(Dataset records)
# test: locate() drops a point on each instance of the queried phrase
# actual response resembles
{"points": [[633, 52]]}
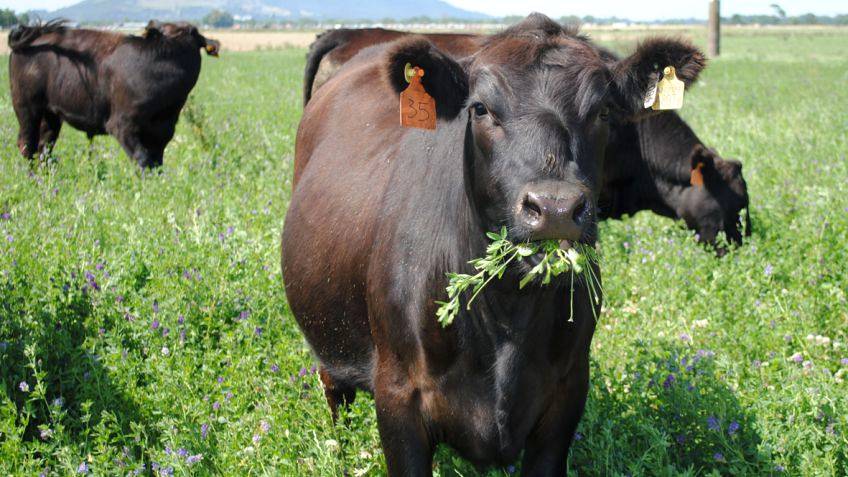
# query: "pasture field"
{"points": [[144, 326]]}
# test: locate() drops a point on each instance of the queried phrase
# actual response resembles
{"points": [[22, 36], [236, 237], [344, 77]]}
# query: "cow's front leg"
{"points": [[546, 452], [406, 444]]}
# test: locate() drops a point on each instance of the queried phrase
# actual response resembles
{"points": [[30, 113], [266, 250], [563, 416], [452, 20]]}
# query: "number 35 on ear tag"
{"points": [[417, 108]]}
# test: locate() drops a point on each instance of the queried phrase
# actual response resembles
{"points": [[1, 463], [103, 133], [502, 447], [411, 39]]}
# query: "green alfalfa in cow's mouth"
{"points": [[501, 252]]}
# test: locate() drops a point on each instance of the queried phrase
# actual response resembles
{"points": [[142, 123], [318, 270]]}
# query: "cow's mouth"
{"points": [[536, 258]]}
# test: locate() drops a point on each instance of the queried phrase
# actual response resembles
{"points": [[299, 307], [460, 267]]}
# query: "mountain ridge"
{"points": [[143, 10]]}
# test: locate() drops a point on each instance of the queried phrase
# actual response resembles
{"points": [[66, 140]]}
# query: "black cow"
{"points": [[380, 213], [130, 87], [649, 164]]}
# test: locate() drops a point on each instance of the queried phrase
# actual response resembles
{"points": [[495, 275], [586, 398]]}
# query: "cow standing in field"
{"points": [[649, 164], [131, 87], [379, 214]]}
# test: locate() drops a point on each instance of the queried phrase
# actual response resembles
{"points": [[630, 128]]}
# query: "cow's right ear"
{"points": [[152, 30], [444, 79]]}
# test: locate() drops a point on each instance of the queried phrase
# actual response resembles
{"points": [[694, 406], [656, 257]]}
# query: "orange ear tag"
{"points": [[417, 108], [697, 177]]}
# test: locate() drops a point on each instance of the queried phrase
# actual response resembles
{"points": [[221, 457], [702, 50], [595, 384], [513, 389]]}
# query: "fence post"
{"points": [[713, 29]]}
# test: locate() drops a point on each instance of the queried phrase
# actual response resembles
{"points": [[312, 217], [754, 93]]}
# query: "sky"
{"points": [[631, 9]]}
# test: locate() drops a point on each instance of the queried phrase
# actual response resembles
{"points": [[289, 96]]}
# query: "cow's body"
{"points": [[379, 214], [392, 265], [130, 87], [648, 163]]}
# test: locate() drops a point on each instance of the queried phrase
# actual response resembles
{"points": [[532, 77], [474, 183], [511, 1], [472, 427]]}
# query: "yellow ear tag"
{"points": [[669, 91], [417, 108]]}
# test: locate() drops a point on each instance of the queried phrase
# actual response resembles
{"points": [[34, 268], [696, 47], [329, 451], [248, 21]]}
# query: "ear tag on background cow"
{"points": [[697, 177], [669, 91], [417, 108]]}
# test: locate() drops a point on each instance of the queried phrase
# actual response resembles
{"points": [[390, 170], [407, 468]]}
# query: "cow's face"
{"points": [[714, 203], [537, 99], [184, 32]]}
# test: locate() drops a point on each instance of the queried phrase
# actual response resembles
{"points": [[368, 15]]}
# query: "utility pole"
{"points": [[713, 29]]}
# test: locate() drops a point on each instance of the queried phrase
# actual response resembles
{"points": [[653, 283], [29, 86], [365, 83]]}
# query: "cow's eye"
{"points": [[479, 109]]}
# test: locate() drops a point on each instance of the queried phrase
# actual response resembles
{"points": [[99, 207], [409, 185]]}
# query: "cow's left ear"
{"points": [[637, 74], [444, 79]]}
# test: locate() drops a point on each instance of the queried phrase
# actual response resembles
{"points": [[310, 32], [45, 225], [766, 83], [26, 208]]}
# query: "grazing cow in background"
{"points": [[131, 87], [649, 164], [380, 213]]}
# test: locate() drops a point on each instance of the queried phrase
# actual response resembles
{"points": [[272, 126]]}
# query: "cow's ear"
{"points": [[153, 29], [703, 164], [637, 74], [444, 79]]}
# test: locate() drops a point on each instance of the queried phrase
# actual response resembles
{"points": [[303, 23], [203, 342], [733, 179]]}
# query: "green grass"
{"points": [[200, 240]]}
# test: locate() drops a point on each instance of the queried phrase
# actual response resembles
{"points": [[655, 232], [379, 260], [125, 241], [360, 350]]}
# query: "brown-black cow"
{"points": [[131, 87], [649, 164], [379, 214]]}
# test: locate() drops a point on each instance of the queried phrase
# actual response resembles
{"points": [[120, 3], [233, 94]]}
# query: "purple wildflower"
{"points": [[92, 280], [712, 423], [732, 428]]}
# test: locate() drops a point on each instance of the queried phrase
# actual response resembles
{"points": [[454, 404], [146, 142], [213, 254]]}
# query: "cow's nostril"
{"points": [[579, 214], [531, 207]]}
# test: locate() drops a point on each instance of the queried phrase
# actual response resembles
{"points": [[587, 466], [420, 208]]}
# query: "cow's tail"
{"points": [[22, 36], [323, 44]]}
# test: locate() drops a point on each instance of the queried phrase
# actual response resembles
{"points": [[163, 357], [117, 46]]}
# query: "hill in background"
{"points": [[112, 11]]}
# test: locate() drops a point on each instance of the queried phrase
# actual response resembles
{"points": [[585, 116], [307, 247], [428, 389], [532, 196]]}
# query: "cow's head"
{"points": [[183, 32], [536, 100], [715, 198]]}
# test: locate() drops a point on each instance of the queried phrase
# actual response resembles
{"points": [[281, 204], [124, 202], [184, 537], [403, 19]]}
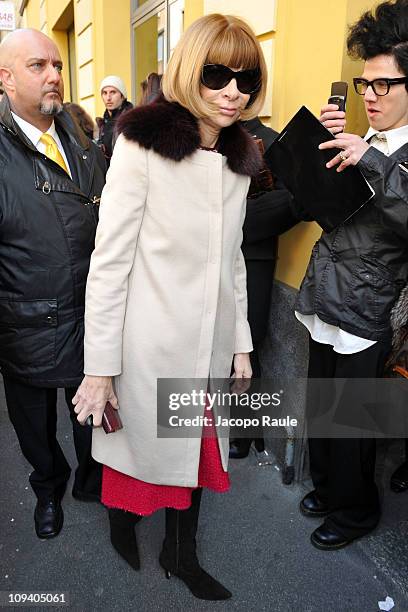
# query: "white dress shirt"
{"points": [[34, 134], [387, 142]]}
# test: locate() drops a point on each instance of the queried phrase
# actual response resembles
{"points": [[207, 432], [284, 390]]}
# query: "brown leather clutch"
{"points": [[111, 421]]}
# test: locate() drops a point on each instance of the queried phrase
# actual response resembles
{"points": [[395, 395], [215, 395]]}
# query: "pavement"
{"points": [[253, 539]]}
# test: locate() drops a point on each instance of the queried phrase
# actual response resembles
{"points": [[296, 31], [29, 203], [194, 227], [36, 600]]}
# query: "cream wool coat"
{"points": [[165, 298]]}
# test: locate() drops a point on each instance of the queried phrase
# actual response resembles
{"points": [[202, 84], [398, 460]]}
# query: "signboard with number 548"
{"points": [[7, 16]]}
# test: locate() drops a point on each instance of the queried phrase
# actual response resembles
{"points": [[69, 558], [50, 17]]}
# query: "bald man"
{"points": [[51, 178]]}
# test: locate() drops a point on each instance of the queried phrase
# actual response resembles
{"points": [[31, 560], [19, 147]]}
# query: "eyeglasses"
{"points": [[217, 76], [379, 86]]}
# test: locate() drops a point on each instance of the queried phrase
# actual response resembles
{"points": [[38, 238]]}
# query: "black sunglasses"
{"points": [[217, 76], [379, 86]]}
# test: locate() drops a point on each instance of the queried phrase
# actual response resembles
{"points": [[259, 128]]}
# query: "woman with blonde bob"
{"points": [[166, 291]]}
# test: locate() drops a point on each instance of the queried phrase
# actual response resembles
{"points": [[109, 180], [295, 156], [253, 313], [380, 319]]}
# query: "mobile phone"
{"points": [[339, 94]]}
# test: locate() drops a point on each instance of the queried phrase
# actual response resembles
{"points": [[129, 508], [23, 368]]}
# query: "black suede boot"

• **WORK ITEM**:
Return all the records above exactly, pictures omitted.

• **WRITTEN ANSWER**:
# test: locate() drops a point on each instance of the queried phrase
# actual response resembles
{"points": [[633, 52]]}
# query: "pasture field"
{"points": [[144, 326]]}
# test: locate() drops a point on each instance of the queried phrase
# actual response resembles
{"points": [[22, 36], [236, 237], [344, 77]]}
# query: "cow's front leg"
{"points": [[546, 452], [406, 444]]}
# test: locate() drops a point on each instance of the queried phrase
# actual response resembles
{"points": [[30, 113], [266, 250], [563, 416], [452, 20]]}
# query: "number 35 on ear tag"
{"points": [[417, 108]]}
# test: locate() drops a point on each instance of the queried phrase
# actual response resembles
{"points": [[1, 463], [103, 133], [502, 447], [411, 39]]}
# query: "green alfalfa in cow's mouth"
{"points": [[501, 252]]}
# test: locate() drops a point on each instance of the queried phrase
# actual response resembles
{"points": [[142, 123], [318, 270]]}
# query: "cow's mouth"
{"points": [[536, 258]]}
# test: locate() drops a point on each instance of the queried phrase
# actual response resembles
{"points": [[299, 307], [460, 267]]}
# query: "mountain ridge"
{"points": [[143, 10]]}
# test: locate() drops a point on each instance of the queried phrase
# actual response resembles
{"points": [[66, 140]]}
# query: "black cow"
{"points": [[380, 213], [130, 87], [649, 164]]}
# test: locate() drops a point on each instance of the queried phrase
# actual response resembles
{"points": [[495, 275], [586, 398]]}
# query: "cow standing in field"
{"points": [[649, 164], [131, 87], [379, 214]]}
# test: locate() drops a point on each instance of the queried phrase
# actual response resembles
{"points": [[630, 128]]}
# query: "cow's right ear"
{"points": [[152, 30], [444, 79]]}
# test: locate() drops a point on each instance of the queried phrase
# actual response resembles
{"points": [[694, 406], [656, 257]]}
# query: "orange ear tag"
{"points": [[417, 108], [697, 177]]}
# test: locate() drops a point on each instance of the queried phrase
# actual response resembles
{"points": [[221, 457], [702, 50], [595, 384], [513, 389]]}
# query: "fence post"
{"points": [[713, 29]]}
# test: locate() drops a point on each instance of the queried phrase
# actual response resembles
{"points": [[312, 217], [754, 93]]}
# query: "sky"
{"points": [[631, 9]]}
# test: locate() drops a point on each instance of the queried phrase
# actual response resembles
{"points": [[289, 96]]}
# query: "cow's body"
{"points": [[379, 214], [392, 265], [130, 87], [648, 163]]}
# test: locate() drops a point on each instance of the queried phrase
# actual response resembles
{"points": [[532, 77], [474, 183], [511, 1], [472, 427]]}
# query: "yellow ear tag"
{"points": [[669, 91], [417, 108]]}
# test: locate() drops a point on each instance of the queried phrase
# actual response resembles
{"points": [[34, 268], [696, 47], [329, 451], [248, 21]]}
# query: "ear tag on background cow"
{"points": [[697, 177], [669, 91], [417, 108]]}
# test: locate() drops a point on each instance of the queried phrase
# actual response resembles
{"points": [[390, 170], [407, 468]]}
# query: "cow's face"
{"points": [[714, 203], [537, 99], [184, 32]]}
# test: locate() drops a point on each instance of the queried phrase
# actual response resembles
{"points": [[368, 15]]}
# query: "utility pole"
{"points": [[713, 29]]}
# test: locate() drops a point on each instance of the queried phrase
# actual response resembles
{"points": [[653, 283], [29, 86], [365, 83]]}
# query: "cow's eye"
{"points": [[479, 109]]}
# test: locate() drops a point on each instance of the queried phrase
# actual response resembles
{"points": [[99, 207], [409, 185]]}
# query: "cow's left ear"
{"points": [[637, 74], [444, 79]]}
# test: locate() drops a point on each instance of the queried phrase
# actual response resembles
{"points": [[310, 32], [45, 225], [766, 83], [26, 208]]}
# query: "grazing cow in background"
{"points": [[131, 87], [649, 164], [380, 213]]}
# test: locate() drops a point on each instance of the queried phrase
# actual response resembles
{"points": [[272, 126]]}
# query: "cow's ear"
{"points": [[153, 29], [703, 164], [637, 74], [444, 79]]}
# test: locate() drops a point on each instance of the queried phrase
# actual response resembles
{"points": [[303, 23], [203, 342], [733, 179]]}
# query: "green grass"
{"points": [[200, 240]]}
# test: locate() drops a point on each instance of the queried phrase
# actual response resembles
{"points": [[655, 232], [379, 260], [125, 241], [360, 350]]}
# query: "brown-black cow"
{"points": [[131, 87], [649, 164], [379, 214]]}
# test: locate() drops a point on each instance of the queried phrase
# actual response resembles
{"points": [[120, 3], [233, 94]]}
# query: "purple wildflower"
{"points": [[92, 280], [712, 423], [732, 428]]}
# test: locate() drops a point on each instance of the queried phrase
# actual response resembles
{"points": [[454, 404], [146, 142], [213, 254]]}
# query: "cow's nostril"
{"points": [[579, 214], [531, 207]]}
# test: locate() drops a point on each instance of the queried phrase
# actual response resembles
{"points": [[587, 466], [420, 208]]}
# query: "cow's tail"
{"points": [[22, 36], [323, 44]]}
# test: locate() drops a point on each instance of the queried phrase
# actual response resembles
{"points": [[163, 357], [117, 46]]}
# query: "hill in background"
{"points": [[112, 11]]}
# test: locate() drops a point on each instance of the queried phrase
# actual response resembles
{"points": [[585, 116], [307, 247], [428, 389], [532, 196]]}
# query: "cow's head"
{"points": [[183, 32], [536, 100], [715, 198]]}
# test: locate() drops a point on each instance of the queried phrase
# actual response resembles
{"points": [[281, 204], [124, 202], [184, 537], [403, 19]]}
# query: "white dress shirt"
{"points": [[34, 134], [387, 142]]}
# test: locate() drops a point on each instance of the queried phrase
# actual response resembles
{"points": [[207, 432], [284, 390]]}
# query: "brown leather clutch"
{"points": [[111, 421]]}
# test: locate() drops a point on each instance of the queried phrase
# actual response resembles
{"points": [[395, 395], [215, 395]]}
# query: "pavement"
{"points": [[253, 539]]}
# test: locate() drops a point on each instance of the queried phrase
# actual response resembles
{"points": [[296, 31], [29, 203], [194, 227], [36, 600]]}
# query: "cream wool coat"
{"points": [[165, 298]]}
# test: locate() drops a point on each instance of the queried phrase
# actual response resembles
{"points": [[202, 84], [398, 460]]}
# query: "signboard with number 548"
{"points": [[7, 16]]}
# test: locate() drops a point on each instance of the queried phrase
# actual response resembles
{"points": [[69, 558], [50, 17]]}
# query: "bald man"
{"points": [[51, 178]]}
# test: locate() drops a point on each instance of the queried phrase
# actual response resembles
{"points": [[31, 560], [19, 147]]}
# query: "eyeglasses"
{"points": [[217, 76], [379, 86]]}
# test: locate() drops a point on each instance of the queried phrase
# actual response resembles
{"points": [[38, 238]]}
# query: "black sunglasses"
{"points": [[217, 76], [379, 86]]}
# test: locate() drops a point on each instance of the queried phrase
# actual response resembles
{"points": [[259, 128]]}
# query: "woman with blonde bob"
{"points": [[166, 291]]}
# test: locate() drops a point on each instance of the queried phrase
# actual response resembles
{"points": [[109, 180], [295, 156], [253, 313], [380, 319]]}
# query: "mobile phone"
{"points": [[339, 94]]}
# test: locate() drops a point on each instance of the queried phrase
# actual response resembles
{"points": [[129, 508], [23, 368]]}
# query: "black suede boot"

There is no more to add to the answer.